Directions
1 – In the text on cancer genetic testing, what does a negative result mean when a known gene mutation runs in the family?
2 – Write a continuation of the text on cancer genetic testing, starting after its final sentence.

So, you’re considering genetic testing to identify your cancer risk. What will the test tell you?
We inherit two copies of every gene in our bodies; one from our mother and one from our father. Genes direct how the body grows and functions. Each gene has a specific job to do; some genes protect our cells from growing out of control and becoming cancerous. Cancer genetic testing looks for harmful changes (mutations) in these inherited genes that cause them to malfunction. People with a harmful mutation in one of their “cancer genes” are more likely to develop cancer.
Genetic testing may better define your risk for developing cancer.
If there is a known gene mutation in your family, a negative test result means that you did not inherit the gene mutation. In most cases, this means you are not at an increased risk for developing cancer.
The bottom line? Detecting cancer—or precancerous conditions—early is key to prevention or effective treatment. Knowing your risk allows you to take a proactive, rather than a reactive, approach to your health.

Available data
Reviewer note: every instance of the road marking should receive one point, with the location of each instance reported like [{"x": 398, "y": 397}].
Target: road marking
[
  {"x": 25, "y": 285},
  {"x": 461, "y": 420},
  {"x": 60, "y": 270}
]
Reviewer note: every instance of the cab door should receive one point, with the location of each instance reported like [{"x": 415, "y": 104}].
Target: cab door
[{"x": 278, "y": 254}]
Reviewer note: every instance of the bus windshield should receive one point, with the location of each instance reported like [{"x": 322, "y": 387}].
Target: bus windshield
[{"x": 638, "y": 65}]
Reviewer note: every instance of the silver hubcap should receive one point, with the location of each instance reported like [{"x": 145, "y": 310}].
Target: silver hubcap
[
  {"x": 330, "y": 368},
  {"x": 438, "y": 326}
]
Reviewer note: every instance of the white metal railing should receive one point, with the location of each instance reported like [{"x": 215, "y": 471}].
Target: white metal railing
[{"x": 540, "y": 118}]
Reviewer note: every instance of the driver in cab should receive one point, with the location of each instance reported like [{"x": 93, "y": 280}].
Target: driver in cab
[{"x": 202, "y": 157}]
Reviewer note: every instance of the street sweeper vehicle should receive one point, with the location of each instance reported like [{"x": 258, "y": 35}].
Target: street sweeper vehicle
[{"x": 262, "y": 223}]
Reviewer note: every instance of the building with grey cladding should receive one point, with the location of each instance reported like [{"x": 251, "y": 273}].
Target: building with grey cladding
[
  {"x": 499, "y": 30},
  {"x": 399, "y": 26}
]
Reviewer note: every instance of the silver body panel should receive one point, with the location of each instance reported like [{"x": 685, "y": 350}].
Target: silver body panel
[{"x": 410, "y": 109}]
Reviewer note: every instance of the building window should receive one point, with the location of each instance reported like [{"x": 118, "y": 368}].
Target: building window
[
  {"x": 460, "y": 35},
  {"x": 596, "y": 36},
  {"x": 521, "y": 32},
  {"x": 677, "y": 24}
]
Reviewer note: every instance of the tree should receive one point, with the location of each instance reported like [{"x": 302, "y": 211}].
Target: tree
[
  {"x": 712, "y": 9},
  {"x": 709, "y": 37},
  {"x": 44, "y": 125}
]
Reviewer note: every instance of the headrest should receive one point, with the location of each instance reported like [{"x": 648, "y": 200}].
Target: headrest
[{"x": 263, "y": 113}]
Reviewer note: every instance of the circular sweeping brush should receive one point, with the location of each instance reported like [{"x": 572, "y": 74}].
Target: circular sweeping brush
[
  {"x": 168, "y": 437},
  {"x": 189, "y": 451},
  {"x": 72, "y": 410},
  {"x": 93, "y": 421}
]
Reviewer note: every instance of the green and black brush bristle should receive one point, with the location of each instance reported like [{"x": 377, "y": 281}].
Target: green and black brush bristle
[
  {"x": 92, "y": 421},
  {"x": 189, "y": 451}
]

Answer set
1 – It means you did not inherit the gene mutation.

2 –
To learn more about genetic testing, or to make an appointment for genetic counseling or our cancer risk management program, please visit our website.
Cancer genetic testing affects the whole family. Family members may have different preferences about knowing their cancer risks.
The decision whether or not to have genetic testing is not always straightforward. Meeting with a genetic counselor can provide you with information about hereditary cancer, can help assess your risk for cancer and can help you decide if genetic testing is right for you.